**Problem**: In the BMQ course dates thread, which two trades does Goodeman say they were merit listed for?

**Page**:

# BMQ Upcoming course dates



## cfournier (9 Apr 2013)

If anyone was interested in knowing the upcoming course dates - Here they are!  

R0493E (R11) & R0494F (R12) April 15, 2013 - July 18, 2013 
R0497E (R35) & R0498E (R36) May 13, 2013 - August 15, 2013 
R0495E (R13) & R0496F (R27) June 10, 2013 - September 12, 2013 
R0504E (R14) & R0505E (R15) July 8, 2013 - October 10, 2013 
R0502E (R31) & R0503E (R32) July 15, 2013 - October 17, 2013


----------



## KingofKeys (9 Apr 2013)

http://www.cflrs.forces.gc.ca/menu/cfc-ecc/dc-cd/index-eng.asp


----------



## ColeWTaylor (10 Apr 2013)

I'll be there May 13, 2013 - August 15, 2013. Anyone else?


----------



## cfournier (10 Apr 2013)

ColeWTaylor said:
			
		

> I'll be there May 13, 2013 - August 15, 2013. Anyone else?



I'm hoping to be, haven't heard back yet. 

What are you going for?


----------



## Goodeman (10 Apr 2013)

Im also hoping for the May 13 BMQ


----------



## cfournier (10 Apr 2013)

Goodeman said:
			
		

> Im also hoping for the May 13 BMQ



What are you going for?


----------



## Goodeman (10 Apr 2013)

Merit listed for Infantry and Combat Engineer.  How about you?


----------



## Druzza (10 Apr 2013)

I am hoping for May 13th as well  ;D


----------



## cfournier (10 Apr 2013)

Goodeman said:
			
		

> Merit listed for Infantry and Combat Engineer.  How about you?



Med Tech!


----------



## Pinuck Marino (18 Apr 2013)

I just got orders today to depart for CFLRS on May 10. According to the email I received, course begins May 11 and ends August 16. Anyone else get the same dates?


----------



## cfournier (19 Apr 2013)

Pinuck Marino said:
			
		

> I just got orders today to depart for CFLRS on May 10. According to the email I received, course begins May 11 and ends August 16. Anyone else get the same dates?



Possibly seeing you there. Whats your trade?


----------



## Pinuck Marino (22 Apr 2013)

W.Eng Tech, and you? Are you also flying out of Toronto? From what I read in my email, it looks like I'll be flying out with a small group. All of us sailors and W.Eng Techs, 4 of us in total. Seems like a rather small group, I really hope there's more people flying out.


----------



## cfournier (22 Apr 2013)

Pinuck Marino said:
			
		

> W.Eng Tech, and you? Are you also flying out of Toronto? From what I read in my email, it looks like I'll be flying out with a small group. All of us sailors and W.Eng Techs, 4 of us in total. Seems like a rather small group, I really hope there's more people flying out.



Med Tech. I would be flying out of Toronto as well.


----------



## Pinuck Marino (23 Apr 2013)

I just figure the more the merrier. Going into CFLRS with people you can quickly get acquainted with can't be a bad thing.


----------



## Pinuck Marino (23 Apr 2013)

Cosmo said:
			
		

> Med Tech. I would be flying out of Toronto as well.

**Data listing**:
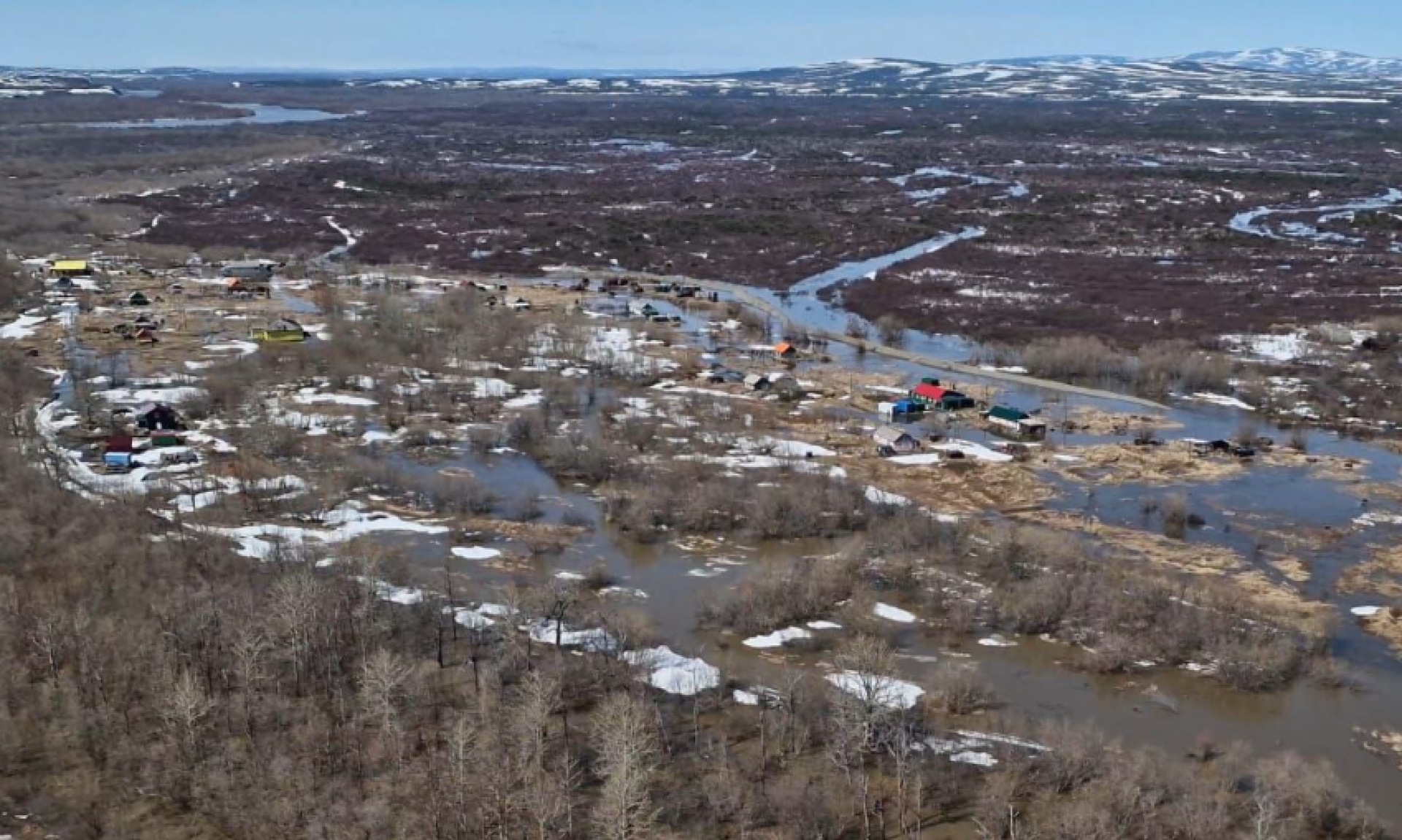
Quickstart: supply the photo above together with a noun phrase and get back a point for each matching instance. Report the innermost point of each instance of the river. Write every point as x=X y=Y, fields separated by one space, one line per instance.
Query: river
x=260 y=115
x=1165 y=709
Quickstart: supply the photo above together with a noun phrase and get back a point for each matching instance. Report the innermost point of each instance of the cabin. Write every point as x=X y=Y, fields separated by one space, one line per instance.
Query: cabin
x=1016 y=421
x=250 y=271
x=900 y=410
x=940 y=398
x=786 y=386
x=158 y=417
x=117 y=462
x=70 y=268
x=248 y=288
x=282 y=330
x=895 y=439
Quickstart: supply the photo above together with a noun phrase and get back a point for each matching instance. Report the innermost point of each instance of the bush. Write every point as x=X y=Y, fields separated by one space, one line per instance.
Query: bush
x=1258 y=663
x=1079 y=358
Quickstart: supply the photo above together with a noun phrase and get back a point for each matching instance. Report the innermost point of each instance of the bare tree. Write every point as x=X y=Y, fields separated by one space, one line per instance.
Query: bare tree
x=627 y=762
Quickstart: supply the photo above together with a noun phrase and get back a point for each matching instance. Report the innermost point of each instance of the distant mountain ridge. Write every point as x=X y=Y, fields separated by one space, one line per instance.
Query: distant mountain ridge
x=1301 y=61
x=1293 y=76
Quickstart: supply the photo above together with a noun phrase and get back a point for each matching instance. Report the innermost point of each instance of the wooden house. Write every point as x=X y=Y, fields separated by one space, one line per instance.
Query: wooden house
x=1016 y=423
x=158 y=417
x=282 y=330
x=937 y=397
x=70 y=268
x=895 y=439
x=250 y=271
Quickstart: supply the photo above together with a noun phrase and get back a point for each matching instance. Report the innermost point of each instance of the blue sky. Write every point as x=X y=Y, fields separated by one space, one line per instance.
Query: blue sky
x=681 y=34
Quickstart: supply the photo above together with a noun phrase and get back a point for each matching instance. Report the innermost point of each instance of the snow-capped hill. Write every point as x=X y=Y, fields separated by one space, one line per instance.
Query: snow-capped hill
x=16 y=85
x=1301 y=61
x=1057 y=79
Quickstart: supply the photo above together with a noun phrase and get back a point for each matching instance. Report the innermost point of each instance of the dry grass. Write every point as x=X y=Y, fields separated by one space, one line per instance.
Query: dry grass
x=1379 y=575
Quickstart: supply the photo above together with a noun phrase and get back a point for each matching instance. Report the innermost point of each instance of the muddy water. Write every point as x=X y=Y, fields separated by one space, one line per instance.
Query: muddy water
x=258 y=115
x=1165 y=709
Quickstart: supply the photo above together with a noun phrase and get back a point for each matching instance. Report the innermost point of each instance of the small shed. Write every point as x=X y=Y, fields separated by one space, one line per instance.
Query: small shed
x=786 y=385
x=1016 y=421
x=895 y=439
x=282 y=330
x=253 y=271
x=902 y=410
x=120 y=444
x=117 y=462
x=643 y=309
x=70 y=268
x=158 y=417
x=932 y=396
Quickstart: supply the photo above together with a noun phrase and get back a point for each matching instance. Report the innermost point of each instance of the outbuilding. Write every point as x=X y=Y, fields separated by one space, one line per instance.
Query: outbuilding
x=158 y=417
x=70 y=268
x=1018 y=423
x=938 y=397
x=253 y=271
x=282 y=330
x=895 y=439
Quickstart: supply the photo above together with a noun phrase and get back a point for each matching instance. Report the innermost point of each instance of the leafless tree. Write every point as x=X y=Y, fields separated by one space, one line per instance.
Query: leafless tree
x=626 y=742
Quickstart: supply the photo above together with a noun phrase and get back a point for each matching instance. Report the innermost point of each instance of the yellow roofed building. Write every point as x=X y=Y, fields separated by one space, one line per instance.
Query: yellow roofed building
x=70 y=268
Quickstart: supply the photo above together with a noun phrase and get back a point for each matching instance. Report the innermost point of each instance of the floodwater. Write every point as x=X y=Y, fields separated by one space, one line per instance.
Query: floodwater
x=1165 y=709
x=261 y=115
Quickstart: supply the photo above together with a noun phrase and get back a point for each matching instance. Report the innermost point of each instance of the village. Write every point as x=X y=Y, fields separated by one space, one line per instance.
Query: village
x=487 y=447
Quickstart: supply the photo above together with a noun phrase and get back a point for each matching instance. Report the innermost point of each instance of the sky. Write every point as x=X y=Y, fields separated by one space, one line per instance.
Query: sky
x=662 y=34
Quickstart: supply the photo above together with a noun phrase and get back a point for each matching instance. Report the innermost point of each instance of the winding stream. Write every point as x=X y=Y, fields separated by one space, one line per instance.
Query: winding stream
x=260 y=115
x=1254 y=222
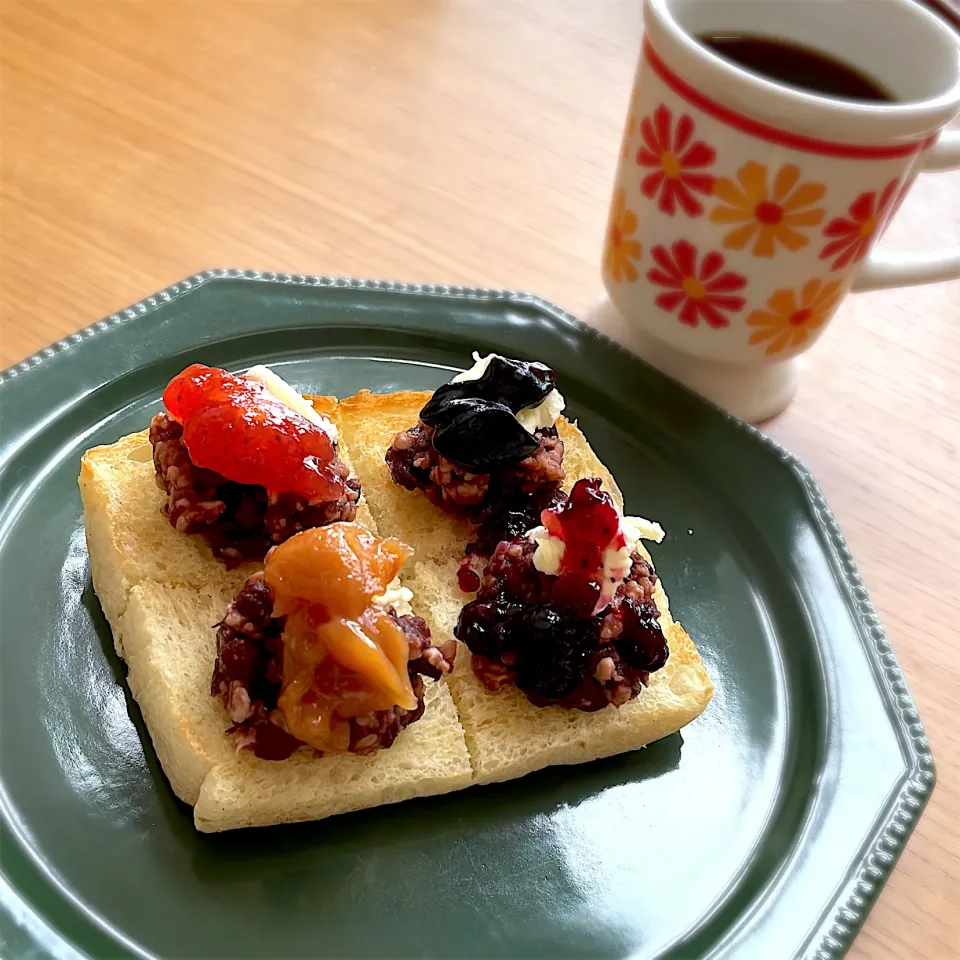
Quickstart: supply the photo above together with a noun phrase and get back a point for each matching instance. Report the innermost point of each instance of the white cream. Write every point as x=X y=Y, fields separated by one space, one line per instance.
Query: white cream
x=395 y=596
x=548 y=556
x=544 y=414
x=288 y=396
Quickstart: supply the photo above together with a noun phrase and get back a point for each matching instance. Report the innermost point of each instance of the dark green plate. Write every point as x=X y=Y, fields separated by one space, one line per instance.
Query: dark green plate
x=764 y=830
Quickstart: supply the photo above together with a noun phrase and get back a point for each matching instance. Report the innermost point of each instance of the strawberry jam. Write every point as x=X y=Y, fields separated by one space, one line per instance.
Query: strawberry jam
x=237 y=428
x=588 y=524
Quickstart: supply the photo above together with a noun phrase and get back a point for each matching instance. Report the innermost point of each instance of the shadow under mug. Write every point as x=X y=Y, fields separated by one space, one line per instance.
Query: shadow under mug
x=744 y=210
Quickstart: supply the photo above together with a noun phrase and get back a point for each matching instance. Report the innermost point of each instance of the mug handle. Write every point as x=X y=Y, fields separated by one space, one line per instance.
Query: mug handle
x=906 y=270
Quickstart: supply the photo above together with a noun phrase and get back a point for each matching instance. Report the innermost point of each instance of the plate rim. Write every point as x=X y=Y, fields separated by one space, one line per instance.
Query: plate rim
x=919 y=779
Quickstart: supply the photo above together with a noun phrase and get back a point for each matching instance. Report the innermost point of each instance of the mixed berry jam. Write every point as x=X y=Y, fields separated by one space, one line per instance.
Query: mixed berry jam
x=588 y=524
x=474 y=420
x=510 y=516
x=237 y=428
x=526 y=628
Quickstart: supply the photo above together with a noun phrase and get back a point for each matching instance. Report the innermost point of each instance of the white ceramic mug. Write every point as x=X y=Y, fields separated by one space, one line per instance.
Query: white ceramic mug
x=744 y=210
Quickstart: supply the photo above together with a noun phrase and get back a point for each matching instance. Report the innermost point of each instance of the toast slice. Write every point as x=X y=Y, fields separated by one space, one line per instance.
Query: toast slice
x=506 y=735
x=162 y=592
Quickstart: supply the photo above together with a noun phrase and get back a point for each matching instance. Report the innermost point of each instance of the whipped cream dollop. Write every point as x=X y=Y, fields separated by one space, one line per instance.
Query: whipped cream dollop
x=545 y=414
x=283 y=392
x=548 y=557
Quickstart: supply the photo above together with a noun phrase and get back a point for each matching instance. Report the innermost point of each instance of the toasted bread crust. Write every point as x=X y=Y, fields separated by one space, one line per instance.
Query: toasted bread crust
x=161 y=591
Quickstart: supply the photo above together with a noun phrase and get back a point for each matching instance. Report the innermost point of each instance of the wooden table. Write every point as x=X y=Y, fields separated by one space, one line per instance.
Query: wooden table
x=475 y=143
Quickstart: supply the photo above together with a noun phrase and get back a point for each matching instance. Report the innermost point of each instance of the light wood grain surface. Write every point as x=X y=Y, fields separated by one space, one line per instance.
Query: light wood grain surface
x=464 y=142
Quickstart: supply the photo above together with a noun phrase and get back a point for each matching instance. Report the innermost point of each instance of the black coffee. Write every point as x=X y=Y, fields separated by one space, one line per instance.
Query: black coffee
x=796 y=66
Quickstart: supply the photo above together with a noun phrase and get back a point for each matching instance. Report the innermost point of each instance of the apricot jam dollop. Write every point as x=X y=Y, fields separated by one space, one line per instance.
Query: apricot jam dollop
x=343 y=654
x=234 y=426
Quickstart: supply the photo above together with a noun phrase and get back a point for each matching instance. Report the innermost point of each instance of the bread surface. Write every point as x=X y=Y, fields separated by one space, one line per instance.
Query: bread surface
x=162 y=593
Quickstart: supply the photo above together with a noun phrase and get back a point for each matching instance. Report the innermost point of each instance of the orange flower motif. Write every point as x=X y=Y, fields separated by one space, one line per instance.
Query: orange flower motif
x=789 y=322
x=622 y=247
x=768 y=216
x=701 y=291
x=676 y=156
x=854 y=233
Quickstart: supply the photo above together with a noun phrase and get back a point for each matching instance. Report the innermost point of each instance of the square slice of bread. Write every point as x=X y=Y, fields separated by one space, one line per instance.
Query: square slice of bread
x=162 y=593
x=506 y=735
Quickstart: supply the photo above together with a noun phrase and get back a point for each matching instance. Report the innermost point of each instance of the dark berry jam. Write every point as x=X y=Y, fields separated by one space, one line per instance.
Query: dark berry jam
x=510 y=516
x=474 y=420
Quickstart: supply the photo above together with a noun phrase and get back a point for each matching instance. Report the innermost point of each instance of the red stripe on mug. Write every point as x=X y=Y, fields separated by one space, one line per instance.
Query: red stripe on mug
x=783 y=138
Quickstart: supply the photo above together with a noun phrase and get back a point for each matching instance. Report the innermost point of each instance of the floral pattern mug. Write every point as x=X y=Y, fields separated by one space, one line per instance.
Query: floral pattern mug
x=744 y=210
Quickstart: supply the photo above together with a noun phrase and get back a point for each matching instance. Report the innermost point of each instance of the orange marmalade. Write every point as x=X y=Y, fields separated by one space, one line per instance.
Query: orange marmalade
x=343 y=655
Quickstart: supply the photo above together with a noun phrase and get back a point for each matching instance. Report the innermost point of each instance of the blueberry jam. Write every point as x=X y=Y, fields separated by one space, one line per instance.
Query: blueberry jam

**Task response**: Infantry and Combat Engineer.